**Do this**: Convert the lines of the records, from the line containing "window, that would be a great help." through the end of the records, inclusive, into a JSON list of strings with one string per line and no blank lines.

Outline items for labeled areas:
# # #
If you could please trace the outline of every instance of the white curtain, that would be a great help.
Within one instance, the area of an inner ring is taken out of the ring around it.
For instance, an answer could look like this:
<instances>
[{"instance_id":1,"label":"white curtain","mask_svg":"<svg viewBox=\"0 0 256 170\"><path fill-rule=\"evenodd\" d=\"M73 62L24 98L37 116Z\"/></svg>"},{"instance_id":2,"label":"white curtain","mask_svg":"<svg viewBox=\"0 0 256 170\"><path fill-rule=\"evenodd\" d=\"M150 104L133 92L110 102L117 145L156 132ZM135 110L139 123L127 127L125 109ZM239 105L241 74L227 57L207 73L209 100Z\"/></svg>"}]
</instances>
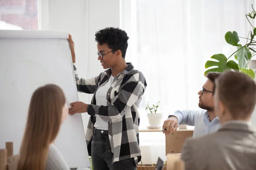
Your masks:
<instances>
[{"instance_id":1,"label":"white curtain","mask_svg":"<svg viewBox=\"0 0 256 170\"><path fill-rule=\"evenodd\" d=\"M227 57L235 51L225 40L227 32L236 31L247 37L253 29L245 14L252 11L254 0L120 2L121 28L130 37L126 60L143 73L148 83L140 106L140 128L148 125L147 102L160 102L163 121L177 109L199 109L198 92L206 80L206 61L213 54ZM244 40L240 41L244 44ZM144 164L156 163L158 156L166 159L163 134L140 135ZM160 151L157 154L157 150Z\"/></svg>"},{"instance_id":2,"label":"white curtain","mask_svg":"<svg viewBox=\"0 0 256 170\"><path fill-rule=\"evenodd\" d=\"M198 92L206 80L206 62L214 54L228 57L235 51L225 40L227 31L247 37L252 29L245 14L252 11L254 3L121 0L121 28L130 37L126 60L143 73L148 85L140 108L148 101L160 101L166 115L177 109L199 109Z\"/></svg>"}]
</instances>

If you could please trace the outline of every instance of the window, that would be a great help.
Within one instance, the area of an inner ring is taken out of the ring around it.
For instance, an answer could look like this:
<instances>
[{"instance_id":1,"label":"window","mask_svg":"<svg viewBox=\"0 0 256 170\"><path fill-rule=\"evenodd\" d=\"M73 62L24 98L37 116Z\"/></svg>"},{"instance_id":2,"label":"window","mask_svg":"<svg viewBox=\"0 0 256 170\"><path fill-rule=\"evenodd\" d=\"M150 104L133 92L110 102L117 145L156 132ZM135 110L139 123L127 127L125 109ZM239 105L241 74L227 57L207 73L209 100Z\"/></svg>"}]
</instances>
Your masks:
<instances>
[{"instance_id":1,"label":"window","mask_svg":"<svg viewBox=\"0 0 256 170\"><path fill-rule=\"evenodd\" d=\"M160 102L163 121L177 110L200 109L198 92L206 80L205 62L216 54L228 57L236 49L225 42L227 32L247 37L251 27L245 14L255 4L252 0L120 2L120 27L130 37L125 59L141 71L148 84L139 108L140 128L148 124L147 102ZM151 149L154 145L160 151L157 156L165 155L165 136L156 133L140 133L140 145L147 147L142 151L144 163L143 155L151 159L149 163L157 160Z\"/></svg>"},{"instance_id":2,"label":"window","mask_svg":"<svg viewBox=\"0 0 256 170\"><path fill-rule=\"evenodd\" d=\"M0 29L38 30L38 0L0 0Z\"/></svg>"}]
</instances>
# # #
**Final answer**:
[
  "If you could please trace the outline of every instance of the window, that would be a great help.",
  "Within one instance, the area of an inner ring is taken out of the ring around it.",
  "For instance, an answer could look like this:",
  "<instances>",
  "[{\"instance_id\":1,\"label\":\"window\",\"mask_svg\":\"<svg viewBox=\\\"0 0 256 170\\\"><path fill-rule=\\\"evenodd\\\" d=\\\"M73 62L24 98L37 116Z\\\"/></svg>\"},{\"instance_id\":2,\"label\":\"window\",\"mask_svg\":\"<svg viewBox=\\\"0 0 256 170\\\"><path fill-rule=\\\"evenodd\\\" d=\\\"M150 104L133 92L110 102L117 145L156 132ZM135 110L139 123L127 127L125 109ZM239 105L241 74L227 57L207 73L209 100Z\\\"/></svg>\"}]",
  "</instances>",
  "Your masks:",
  "<instances>",
  "[{\"instance_id\":1,\"label\":\"window\",\"mask_svg\":\"<svg viewBox=\\\"0 0 256 170\\\"><path fill-rule=\\\"evenodd\\\" d=\\\"M160 102L163 121L177 110L200 109L198 92L206 80L205 62L216 54L228 57L236 49L225 42L227 32L247 37L251 27L245 14L255 4L252 0L120 2L120 27L130 37L125 59L141 71L148 84L139 108L140 128L148 124L147 102ZM151 149L154 145L160 151L157 156L165 155L165 136L156 133L140 133L140 145L147 147L142 151L144 163L143 155L151 159L149 163L157 160Z\\\"/></svg>\"},{\"instance_id\":2,\"label\":\"window\",\"mask_svg\":\"<svg viewBox=\\\"0 0 256 170\\\"><path fill-rule=\\\"evenodd\\\" d=\\\"M0 29L38 30L38 0L0 0Z\\\"/></svg>\"}]",
  "</instances>"
]